Reproduce exactly the lines from the one containing "of the pink" through the last line of the records below, both included, and nothing else.

_ _ _

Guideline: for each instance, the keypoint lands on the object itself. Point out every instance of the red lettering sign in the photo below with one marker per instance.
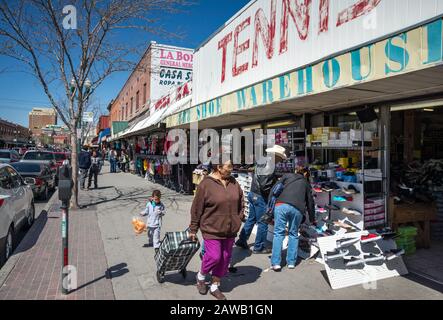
(238, 49)
(300, 14)
(324, 16)
(223, 44)
(361, 8)
(267, 31)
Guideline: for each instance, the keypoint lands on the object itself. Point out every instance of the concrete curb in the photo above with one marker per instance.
(13, 260)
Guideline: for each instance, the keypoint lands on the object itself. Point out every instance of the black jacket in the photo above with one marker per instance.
(84, 160)
(297, 192)
(263, 180)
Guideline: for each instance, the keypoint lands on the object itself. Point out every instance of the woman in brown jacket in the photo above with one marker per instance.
(217, 211)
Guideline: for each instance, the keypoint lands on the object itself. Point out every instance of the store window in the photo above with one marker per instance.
(137, 101)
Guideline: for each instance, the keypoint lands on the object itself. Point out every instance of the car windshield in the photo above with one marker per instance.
(27, 167)
(60, 156)
(41, 156)
(4, 155)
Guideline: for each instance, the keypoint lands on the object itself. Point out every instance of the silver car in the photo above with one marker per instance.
(16, 208)
(9, 156)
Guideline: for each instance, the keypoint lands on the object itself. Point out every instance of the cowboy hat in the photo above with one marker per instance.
(279, 151)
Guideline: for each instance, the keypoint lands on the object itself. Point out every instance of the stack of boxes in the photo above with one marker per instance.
(334, 137)
(374, 213)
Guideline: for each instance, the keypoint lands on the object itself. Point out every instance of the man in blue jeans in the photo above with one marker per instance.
(262, 183)
(295, 199)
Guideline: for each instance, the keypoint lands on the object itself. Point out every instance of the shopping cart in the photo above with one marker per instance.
(175, 252)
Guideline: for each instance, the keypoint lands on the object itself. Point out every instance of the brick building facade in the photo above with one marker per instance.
(12, 133)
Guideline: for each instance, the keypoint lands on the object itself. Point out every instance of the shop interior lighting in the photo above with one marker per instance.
(418, 105)
(281, 124)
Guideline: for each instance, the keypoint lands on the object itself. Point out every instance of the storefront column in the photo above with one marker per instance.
(385, 145)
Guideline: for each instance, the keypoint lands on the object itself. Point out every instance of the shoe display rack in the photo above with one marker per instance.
(245, 180)
(360, 202)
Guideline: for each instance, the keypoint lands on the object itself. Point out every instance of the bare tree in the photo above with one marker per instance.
(38, 34)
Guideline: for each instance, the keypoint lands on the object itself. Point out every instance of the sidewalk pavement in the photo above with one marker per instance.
(102, 239)
(123, 196)
(36, 273)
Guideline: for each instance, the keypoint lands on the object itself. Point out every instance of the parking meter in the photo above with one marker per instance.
(65, 183)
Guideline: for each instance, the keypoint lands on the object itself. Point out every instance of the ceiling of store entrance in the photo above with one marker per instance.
(419, 83)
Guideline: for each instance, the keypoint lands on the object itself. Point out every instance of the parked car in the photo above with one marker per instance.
(60, 157)
(16, 208)
(9, 156)
(45, 178)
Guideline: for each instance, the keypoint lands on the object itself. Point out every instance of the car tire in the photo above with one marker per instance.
(8, 248)
(30, 217)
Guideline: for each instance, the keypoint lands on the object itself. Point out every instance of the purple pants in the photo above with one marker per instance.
(217, 257)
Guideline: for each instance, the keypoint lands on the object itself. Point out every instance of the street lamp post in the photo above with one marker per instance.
(67, 195)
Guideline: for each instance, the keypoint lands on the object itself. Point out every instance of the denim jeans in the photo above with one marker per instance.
(286, 214)
(257, 207)
(113, 165)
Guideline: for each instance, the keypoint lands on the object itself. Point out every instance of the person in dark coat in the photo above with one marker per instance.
(84, 163)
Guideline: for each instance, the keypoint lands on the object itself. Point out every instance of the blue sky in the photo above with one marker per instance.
(20, 92)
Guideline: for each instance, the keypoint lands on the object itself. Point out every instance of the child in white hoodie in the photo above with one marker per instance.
(155, 210)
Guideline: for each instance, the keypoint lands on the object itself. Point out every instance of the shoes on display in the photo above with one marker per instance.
(339, 199)
(351, 212)
(335, 255)
(276, 268)
(264, 251)
(330, 186)
(352, 224)
(332, 207)
(366, 259)
(393, 254)
(242, 244)
(370, 238)
(350, 190)
(347, 242)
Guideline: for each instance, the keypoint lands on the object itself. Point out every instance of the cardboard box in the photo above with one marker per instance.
(355, 135)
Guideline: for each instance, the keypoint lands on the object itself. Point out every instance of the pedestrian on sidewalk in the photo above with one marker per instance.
(94, 170)
(217, 210)
(263, 180)
(123, 161)
(84, 163)
(290, 209)
(113, 160)
(155, 210)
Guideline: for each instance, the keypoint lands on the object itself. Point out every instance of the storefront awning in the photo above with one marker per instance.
(103, 134)
(159, 116)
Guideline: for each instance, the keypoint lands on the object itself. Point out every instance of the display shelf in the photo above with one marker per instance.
(367, 149)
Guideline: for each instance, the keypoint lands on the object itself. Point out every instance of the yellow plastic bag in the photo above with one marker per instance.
(139, 225)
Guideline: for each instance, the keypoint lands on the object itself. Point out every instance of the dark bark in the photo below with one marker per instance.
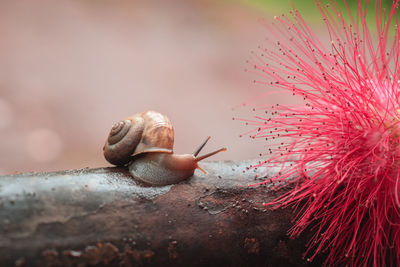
(103, 217)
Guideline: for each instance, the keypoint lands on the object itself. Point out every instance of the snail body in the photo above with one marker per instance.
(144, 142)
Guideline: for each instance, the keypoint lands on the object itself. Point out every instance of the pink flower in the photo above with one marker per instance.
(344, 139)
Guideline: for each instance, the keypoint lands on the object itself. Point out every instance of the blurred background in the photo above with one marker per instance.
(70, 69)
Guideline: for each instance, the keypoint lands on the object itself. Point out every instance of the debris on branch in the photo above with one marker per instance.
(104, 217)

_ _ _

Answer to this task
Guideline: for each instance, the keypoint lands on the object itself. Point out every instance of the pink flower in the photo above with one marker per instance.
(344, 139)
Guideline: for each instance, the keypoint lands on the object itself. Point out every instance of the blurred background in the photo above with one marker per instance.
(70, 69)
Guideline: for each instance, the keypoint lands on the object itself. Point out every instance of the debris on branch in the photo above with one marker per instance.
(104, 217)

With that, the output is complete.